练习题目 >>
1. 在讲支持向量机代码的文章里,准备数据时为什么只取iris数据集的前100条?请用一到三句话回答。
2. 请从讲支持向量机代码的文章中原样摘抄一段,从含有“from sklearn.datasets import”的地方开始,到“print(df.shape)”结束。

所给文章 >>
-*-

支持向量机 代码解析与SMO算法

900 阅读6分钟

1. 数据准备

使用的是sklearn包中的iris数据集。

from sklearn.datasets import load_iris
from sklearn.model_selection import train_test_split

def create_data():
    '''
    准备数据
    :return: 特征值和标签值
    '''
    iris = load_iris()
    df = pd.DataFrame(iris.data, columns=iris.feature_names)
    print(df.shape)
    df['label'] = iris.target
    df.columns = [
        'sepal length', 'sepal width', 'petal length', 'petal width', 'label'
    ]
    # 取前100条数据,2类。
    data = np.array(df.iloc[:100, [0, 1, -1]])
    for i in range(len(data)):
        if data[i, -1] == 0:
            data[i, -1] = -1
    # print(data)

-*-

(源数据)
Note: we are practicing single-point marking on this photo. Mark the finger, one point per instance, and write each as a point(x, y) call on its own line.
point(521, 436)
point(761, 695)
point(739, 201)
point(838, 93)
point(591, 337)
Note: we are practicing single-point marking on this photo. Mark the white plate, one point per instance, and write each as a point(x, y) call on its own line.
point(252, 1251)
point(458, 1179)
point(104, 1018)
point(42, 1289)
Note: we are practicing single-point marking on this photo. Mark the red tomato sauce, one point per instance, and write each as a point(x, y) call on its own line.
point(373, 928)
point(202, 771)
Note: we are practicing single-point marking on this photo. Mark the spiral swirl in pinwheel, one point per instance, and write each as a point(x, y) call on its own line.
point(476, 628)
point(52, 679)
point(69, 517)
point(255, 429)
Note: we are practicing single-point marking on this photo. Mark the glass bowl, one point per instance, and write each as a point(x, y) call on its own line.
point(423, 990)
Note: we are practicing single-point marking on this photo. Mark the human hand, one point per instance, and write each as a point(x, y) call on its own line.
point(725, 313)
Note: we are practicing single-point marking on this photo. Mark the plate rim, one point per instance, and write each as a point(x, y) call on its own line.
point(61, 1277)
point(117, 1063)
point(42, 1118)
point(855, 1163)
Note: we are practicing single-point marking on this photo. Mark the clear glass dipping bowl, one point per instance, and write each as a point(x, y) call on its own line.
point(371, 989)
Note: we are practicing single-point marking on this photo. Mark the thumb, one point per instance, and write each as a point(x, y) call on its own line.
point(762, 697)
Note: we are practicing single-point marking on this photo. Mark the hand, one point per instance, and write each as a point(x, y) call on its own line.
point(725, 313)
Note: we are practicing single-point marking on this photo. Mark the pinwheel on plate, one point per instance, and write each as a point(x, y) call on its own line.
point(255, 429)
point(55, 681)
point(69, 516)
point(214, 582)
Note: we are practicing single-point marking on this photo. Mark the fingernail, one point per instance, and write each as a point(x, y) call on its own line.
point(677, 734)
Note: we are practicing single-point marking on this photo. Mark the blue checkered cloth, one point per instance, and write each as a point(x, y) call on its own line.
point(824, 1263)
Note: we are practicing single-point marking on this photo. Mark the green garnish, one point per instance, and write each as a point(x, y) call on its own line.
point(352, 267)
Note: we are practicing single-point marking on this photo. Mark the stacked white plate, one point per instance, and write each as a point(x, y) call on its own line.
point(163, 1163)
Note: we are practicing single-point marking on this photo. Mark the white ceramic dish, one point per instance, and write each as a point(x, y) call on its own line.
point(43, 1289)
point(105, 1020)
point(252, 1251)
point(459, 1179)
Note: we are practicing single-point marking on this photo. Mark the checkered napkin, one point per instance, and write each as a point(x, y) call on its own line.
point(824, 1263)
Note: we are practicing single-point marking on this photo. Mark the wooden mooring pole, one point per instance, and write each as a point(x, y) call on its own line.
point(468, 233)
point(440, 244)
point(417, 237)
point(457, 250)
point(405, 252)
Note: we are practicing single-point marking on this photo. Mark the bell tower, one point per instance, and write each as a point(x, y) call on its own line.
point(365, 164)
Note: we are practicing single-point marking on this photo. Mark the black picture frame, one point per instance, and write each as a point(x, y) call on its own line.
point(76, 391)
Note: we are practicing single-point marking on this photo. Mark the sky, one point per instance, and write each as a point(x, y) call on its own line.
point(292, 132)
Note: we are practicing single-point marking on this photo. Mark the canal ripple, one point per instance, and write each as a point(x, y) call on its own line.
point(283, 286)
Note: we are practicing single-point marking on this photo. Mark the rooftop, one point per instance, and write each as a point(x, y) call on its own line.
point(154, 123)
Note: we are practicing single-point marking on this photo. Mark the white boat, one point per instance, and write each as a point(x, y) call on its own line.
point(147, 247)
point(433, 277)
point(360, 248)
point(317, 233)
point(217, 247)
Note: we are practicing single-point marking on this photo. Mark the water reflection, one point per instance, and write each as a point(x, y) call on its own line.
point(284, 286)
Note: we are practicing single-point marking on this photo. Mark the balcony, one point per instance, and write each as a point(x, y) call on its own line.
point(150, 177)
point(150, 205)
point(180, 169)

-*-

参考答案 >>
1. 代码用 df.iloc[:100, ...] 只取了前100条数据。注释“取前100条数据,2类。”说明,这样取出来的数据只有两个类别。

2.
from sklearn.datasets import load_iris
from sklearn.model_selection import train_test_split

def create_data():
    '''
    准备数据
    :return: 特征值和标签值
    '''
    iris = load_iris()
    df = pd.DataFrame(iris.data, columns=iris.feature_names)
    print(df.shape)